**Records to use**

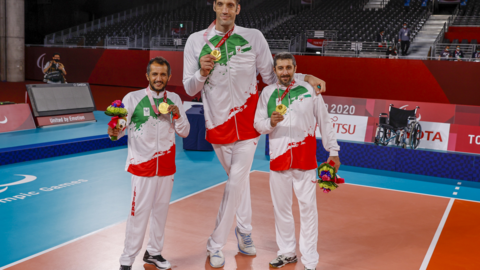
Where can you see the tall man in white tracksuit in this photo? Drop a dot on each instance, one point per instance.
(222, 62)
(151, 161)
(293, 160)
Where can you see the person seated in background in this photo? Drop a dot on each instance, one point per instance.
(476, 55)
(381, 38)
(404, 38)
(458, 54)
(445, 55)
(54, 71)
(392, 53)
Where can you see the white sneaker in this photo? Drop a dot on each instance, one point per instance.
(245, 243)
(217, 260)
(282, 260)
(158, 261)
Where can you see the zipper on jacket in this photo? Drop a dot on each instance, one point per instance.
(230, 85)
(290, 131)
(156, 138)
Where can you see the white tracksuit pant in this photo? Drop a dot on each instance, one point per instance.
(304, 184)
(236, 158)
(150, 199)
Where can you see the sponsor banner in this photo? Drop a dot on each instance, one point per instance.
(434, 135)
(467, 115)
(349, 106)
(348, 127)
(431, 112)
(64, 119)
(467, 138)
(315, 43)
(15, 117)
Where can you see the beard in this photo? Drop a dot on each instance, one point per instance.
(152, 86)
(286, 83)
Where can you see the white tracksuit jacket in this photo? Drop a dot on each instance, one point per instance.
(230, 92)
(293, 142)
(151, 139)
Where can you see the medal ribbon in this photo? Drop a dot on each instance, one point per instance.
(150, 97)
(222, 41)
(286, 91)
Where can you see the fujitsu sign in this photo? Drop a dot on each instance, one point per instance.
(348, 127)
(474, 139)
(434, 135)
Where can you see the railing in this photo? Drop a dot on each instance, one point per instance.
(421, 24)
(58, 37)
(325, 34)
(466, 21)
(279, 44)
(439, 38)
(452, 18)
(343, 48)
(55, 38)
(167, 43)
(467, 49)
(117, 42)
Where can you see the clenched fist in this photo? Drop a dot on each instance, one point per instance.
(206, 64)
(174, 109)
(275, 119)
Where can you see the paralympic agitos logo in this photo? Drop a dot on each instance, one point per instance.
(26, 179)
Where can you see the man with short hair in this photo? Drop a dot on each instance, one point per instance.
(404, 39)
(476, 55)
(381, 38)
(289, 112)
(458, 54)
(445, 54)
(154, 116)
(54, 71)
(222, 62)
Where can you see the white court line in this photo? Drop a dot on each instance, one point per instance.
(392, 189)
(59, 246)
(97, 231)
(428, 256)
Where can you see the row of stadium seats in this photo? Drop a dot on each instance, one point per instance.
(471, 9)
(456, 41)
(352, 22)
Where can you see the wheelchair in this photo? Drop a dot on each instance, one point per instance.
(400, 127)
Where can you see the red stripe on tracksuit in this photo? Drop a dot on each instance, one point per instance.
(165, 161)
(226, 133)
(303, 154)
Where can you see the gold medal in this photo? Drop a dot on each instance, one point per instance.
(282, 109)
(163, 108)
(217, 54)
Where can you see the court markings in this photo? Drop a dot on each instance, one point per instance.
(439, 230)
(102, 229)
(429, 254)
(423, 267)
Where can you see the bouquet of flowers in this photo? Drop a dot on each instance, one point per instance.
(119, 116)
(329, 180)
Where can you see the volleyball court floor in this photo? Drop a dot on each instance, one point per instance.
(72, 216)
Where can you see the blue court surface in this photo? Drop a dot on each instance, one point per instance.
(54, 134)
(64, 198)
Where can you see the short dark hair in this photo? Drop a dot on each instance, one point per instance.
(284, 56)
(161, 61)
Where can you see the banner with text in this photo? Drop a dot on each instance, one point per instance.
(348, 127)
(65, 119)
(15, 117)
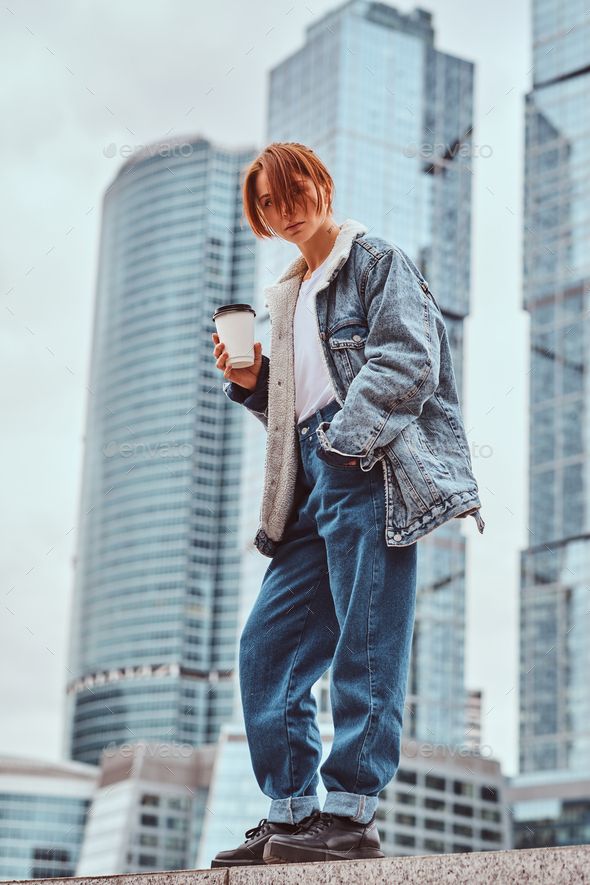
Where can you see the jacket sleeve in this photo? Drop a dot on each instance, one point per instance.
(402, 354)
(256, 401)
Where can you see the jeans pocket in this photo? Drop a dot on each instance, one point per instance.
(334, 459)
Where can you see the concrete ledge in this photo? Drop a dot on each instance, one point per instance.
(556, 866)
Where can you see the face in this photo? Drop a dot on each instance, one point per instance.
(306, 210)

**Assigned task**
Set out exactly the lines from the one bearing "Where can you see the jacket" through the end of the data, including both ends and omitting all others.

**Completed exercise**
Where can you see the jacket sleeve in this photo? Drop a dot on each instance, one point per instance.
(402, 354)
(256, 401)
Where can you see the jeans pocket in this photo? Drop a dot on each instance, one point per instance.
(334, 459)
Where can you see the concrete ledge in this photo? Drop a dot on each instance, one point per instance.
(556, 866)
Where can you see the face in this photo? Drop a dot on each instance, one point per instance.
(306, 210)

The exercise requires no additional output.